プロフィールを拝見すると、太極拳とヨガを通してご自身の腸閉塞を治したという山下さん。治療家として自分自身を治したというのはどういった経験か、そのお話から聞いていきます。
【太極拳とヨガをつかって、内臓の癒着(ゆちゃく)をとることに成功】
Sarasvat (以下S) 山下さんは長年「癒着」*(筋膜の癒着のこと) に注目して施術をされてきたと思うんですけれど、そのご自身の癒着をとったのは、いつのことですか?
Yamashita (以下Y) 自分がはっきり癒着しているってわかったのが14年前の2003年ですね。ほぼとれたのが2009年。2010年で完全にとれました。一番悪い右股関節がとれたんで、そのおかげで腸閉塞が治った。
腸がくっついてたんですよ。それがとれたという。
S それは、特別に何か理由があったっていうわけではなく、生まれてから徐々に徐々にくっついていったっていうことですか。

————

やること> 本文で山下さんが挙げている西暦の年をすべて書き出し、それぞれの年に何があったかを添えなさい。

保存データ>

————

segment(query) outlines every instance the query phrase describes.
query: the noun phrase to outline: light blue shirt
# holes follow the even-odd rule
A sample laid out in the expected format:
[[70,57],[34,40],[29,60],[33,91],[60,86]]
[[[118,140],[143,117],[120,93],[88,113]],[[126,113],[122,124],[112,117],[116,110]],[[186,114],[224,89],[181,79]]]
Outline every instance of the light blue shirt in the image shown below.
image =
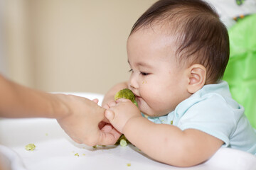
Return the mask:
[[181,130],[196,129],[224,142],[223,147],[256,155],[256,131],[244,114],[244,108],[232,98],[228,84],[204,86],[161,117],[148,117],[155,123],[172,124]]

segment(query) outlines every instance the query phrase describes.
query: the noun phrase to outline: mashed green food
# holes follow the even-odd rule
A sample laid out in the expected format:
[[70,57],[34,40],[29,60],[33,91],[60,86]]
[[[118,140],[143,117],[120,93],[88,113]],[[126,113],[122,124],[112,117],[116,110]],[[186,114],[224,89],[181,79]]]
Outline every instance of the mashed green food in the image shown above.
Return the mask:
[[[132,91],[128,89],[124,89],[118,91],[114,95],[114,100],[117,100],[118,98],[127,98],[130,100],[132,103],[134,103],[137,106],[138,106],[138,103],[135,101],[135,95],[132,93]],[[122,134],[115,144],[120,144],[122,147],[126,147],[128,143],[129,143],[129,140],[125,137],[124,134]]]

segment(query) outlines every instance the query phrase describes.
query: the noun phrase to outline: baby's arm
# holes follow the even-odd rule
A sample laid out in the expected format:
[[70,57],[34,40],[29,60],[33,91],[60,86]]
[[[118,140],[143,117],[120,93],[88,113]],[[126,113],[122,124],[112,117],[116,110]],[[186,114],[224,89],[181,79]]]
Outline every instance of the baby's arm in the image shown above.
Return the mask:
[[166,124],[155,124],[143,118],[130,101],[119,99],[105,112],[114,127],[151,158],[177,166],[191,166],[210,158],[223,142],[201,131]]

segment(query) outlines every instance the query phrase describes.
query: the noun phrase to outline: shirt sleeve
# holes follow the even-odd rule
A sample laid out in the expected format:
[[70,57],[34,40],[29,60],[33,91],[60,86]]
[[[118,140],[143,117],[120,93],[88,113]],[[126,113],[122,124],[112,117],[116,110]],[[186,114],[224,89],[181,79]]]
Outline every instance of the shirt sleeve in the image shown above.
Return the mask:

————

解答>
・2003年：自分がはっきり癒着しているとわかった。
・2009年：癒着がほぼとれた。
・2010年：癒着が完全にとれた。